> _GIVEN RECORDS_
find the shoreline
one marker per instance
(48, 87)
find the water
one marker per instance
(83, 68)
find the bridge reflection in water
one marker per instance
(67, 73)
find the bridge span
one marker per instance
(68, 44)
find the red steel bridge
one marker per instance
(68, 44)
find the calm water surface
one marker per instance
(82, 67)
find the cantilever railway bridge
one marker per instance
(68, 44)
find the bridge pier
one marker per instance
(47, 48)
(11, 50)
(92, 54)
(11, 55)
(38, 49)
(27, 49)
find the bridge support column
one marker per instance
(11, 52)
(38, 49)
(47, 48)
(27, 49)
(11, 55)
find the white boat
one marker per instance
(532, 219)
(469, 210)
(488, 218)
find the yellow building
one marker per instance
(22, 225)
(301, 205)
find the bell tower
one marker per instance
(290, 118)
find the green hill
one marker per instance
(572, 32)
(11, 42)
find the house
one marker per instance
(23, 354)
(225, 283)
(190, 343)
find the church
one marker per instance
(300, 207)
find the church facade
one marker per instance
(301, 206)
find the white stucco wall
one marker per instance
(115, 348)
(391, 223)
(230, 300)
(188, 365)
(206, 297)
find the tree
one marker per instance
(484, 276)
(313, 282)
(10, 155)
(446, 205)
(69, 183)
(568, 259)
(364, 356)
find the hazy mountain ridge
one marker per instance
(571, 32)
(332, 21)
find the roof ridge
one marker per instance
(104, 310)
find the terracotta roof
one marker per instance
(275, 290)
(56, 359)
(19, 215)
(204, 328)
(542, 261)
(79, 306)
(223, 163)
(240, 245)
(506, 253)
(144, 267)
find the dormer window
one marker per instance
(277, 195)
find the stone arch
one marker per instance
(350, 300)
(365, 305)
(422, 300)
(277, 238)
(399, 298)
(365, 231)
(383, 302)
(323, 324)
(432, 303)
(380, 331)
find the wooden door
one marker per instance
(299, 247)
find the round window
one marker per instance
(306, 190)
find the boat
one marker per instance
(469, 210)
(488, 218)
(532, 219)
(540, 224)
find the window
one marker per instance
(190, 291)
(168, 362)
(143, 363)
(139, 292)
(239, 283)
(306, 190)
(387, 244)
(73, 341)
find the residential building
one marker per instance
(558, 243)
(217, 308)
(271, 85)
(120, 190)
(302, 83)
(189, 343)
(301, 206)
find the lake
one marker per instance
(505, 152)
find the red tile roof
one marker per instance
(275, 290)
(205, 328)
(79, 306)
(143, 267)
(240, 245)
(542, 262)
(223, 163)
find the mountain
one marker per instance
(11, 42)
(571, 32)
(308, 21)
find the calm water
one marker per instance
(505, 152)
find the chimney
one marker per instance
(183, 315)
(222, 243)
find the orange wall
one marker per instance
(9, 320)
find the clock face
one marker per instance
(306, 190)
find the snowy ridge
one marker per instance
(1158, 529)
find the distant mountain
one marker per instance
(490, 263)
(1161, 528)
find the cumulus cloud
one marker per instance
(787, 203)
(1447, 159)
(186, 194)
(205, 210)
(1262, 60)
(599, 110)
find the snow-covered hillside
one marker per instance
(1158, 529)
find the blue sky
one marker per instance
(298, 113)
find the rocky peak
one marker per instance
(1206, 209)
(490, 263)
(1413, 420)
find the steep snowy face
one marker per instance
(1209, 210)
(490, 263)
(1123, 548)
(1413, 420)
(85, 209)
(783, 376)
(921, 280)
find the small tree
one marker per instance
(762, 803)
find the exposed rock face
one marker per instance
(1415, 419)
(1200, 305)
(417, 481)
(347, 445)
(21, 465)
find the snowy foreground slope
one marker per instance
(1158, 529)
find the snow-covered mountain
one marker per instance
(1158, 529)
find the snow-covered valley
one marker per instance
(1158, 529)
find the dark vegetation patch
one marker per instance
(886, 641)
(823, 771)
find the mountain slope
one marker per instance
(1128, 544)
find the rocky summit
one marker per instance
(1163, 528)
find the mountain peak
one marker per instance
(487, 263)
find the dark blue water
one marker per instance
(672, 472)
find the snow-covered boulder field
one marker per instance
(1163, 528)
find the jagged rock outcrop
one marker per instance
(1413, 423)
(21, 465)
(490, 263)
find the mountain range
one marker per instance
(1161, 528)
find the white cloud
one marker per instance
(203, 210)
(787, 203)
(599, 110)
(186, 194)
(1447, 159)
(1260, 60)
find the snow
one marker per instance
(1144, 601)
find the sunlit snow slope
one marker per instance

> _PROBLEM DESCRIPTION_
Send back each record exactly as it stands.

> _ANSWER TO THIS EXERCISE_
find the shoreline
one marker per instance
(48, 87)
find the water
one marker per instance
(83, 68)
find the bridge reflection in water
one marker per instance
(67, 73)
find the bridge span
one marker per instance
(68, 44)
find the red steel bridge
one marker per instance
(68, 44)
find the calm water surface
one marker per instance
(82, 67)
find the cantilever railway bridge
one marker per instance
(68, 44)
find the bridge pier
one marker per instance
(47, 48)
(11, 50)
(92, 54)
(11, 55)
(38, 49)
(27, 49)
find the bridge support column
one marker per instance
(11, 52)
(38, 49)
(47, 48)
(27, 49)
(11, 55)
find the white boat
one marker per instance
(532, 219)
(469, 210)
(488, 218)
find the yellow building
one marker per instance
(22, 225)
(301, 205)
find the bell tower
one marker per instance
(290, 118)
find the green hill
one marker per instance
(572, 32)
(11, 42)
find the house
one marker per instance
(23, 354)
(225, 283)
(190, 343)
find the church
one marker per instance
(300, 207)
find the church facade
one marker per instance
(301, 206)
find the white stucco wall
one marker per instance
(115, 348)
(391, 223)
(230, 300)
(188, 365)
(206, 297)
find the tree
one marker per instance
(484, 276)
(313, 282)
(10, 155)
(446, 205)
(69, 183)
(568, 259)
(364, 356)
find the hazy mountain ridge
one marker per instance
(571, 32)
(332, 21)
find the roof ridge
one marker per instance
(104, 310)
find the terracotta roof
one marker per instance
(275, 290)
(56, 359)
(19, 215)
(204, 328)
(542, 261)
(79, 306)
(223, 163)
(240, 245)
(506, 253)
(144, 267)
find the dormer window
one marker per instance
(277, 195)
find the stone arch
one marker per instance
(350, 300)
(365, 305)
(422, 300)
(277, 238)
(399, 298)
(365, 231)
(383, 302)
(323, 324)
(432, 303)
(380, 331)
find the wooden door
one marker per instance
(299, 247)
find the round window
one marker per instance
(306, 190)
find the boat
one marker per instance
(469, 210)
(488, 218)
(532, 219)
(540, 224)
find the window
one marker per instance
(190, 291)
(168, 362)
(143, 363)
(139, 292)
(239, 283)
(306, 190)
(387, 244)
(73, 341)
find the residential building
one marker per instance
(558, 243)
(217, 308)
(271, 85)
(120, 190)
(302, 83)
(189, 343)
(301, 206)
find the lake
one marker per instance
(505, 152)
find the red tile roof
one marker per instance
(275, 290)
(205, 328)
(79, 306)
(143, 267)
(240, 245)
(542, 262)
(223, 163)
find the mountain
one marker per instance
(11, 42)
(571, 32)
(308, 21)
find the calm water
one marker per instance
(505, 152)
find the chimney
one marker per instance
(183, 315)
(222, 243)
find the orange wall
one marker per instance
(9, 320)
find the clock face
one marker per instance
(306, 190)
find the snowy ridge
one marker per instance
(1158, 529)
find the distant mountain
one marker per instance
(490, 263)
(1161, 528)
find the cumulus cloud
one marker per instance
(787, 203)
(1447, 159)
(186, 194)
(205, 210)
(1262, 60)
(599, 110)
find the snow-covered hillside
one marker per instance
(1158, 529)
find the blue sky
one marker per instance
(298, 113)
find the rocky peak
one marker per instance
(1206, 209)
(490, 263)
(1413, 420)
find the steep snowy face
one marker per instance
(1209, 210)
(490, 263)
(1123, 548)
(1413, 420)
(85, 209)
(783, 376)
(921, 280)
find the small tree
one marker per instance
(762, 803)
find the exposed rock face
one marker per instance
(1415, 419)
(1200, 305)
(417, 481)
(347, 445)
(21, 465)
find the snowy foreground slope
one marker per instance
(1158, 529)
find the snow-covered mountain
one marker per instance
(1158, 529)
find the snow-covered valley
one marker per instance
(1158, 529)
find the dark vegetation patch
one marker per instance
(886, 641)
(823, 771)
find the mountain slope
one marker per instance
(1128, 544)
find the rocky summit
one marker per instance
(1163, 528)
find the mountain peak
one marker per instance
(487, 263)
find the dark blue water
one marker per instance
(672, 472)
find the snow-covered boulder field
one marker per instance
(1163, 528)
find the jagged rock outcrop
one marker per instance
(1413, 423)
(21, 465)
(490, 263)
find the mountain range
one marker per instance
(1161, 528)
find the white cloud
one marker per instance
(203, 210)
(787, 203)
(599, 110)
(186, 194)
(1447, 159)
(1260, 60)
find the snow
one marker per instance
(1144, 601)
find the sunlit snow slope
one marker per instance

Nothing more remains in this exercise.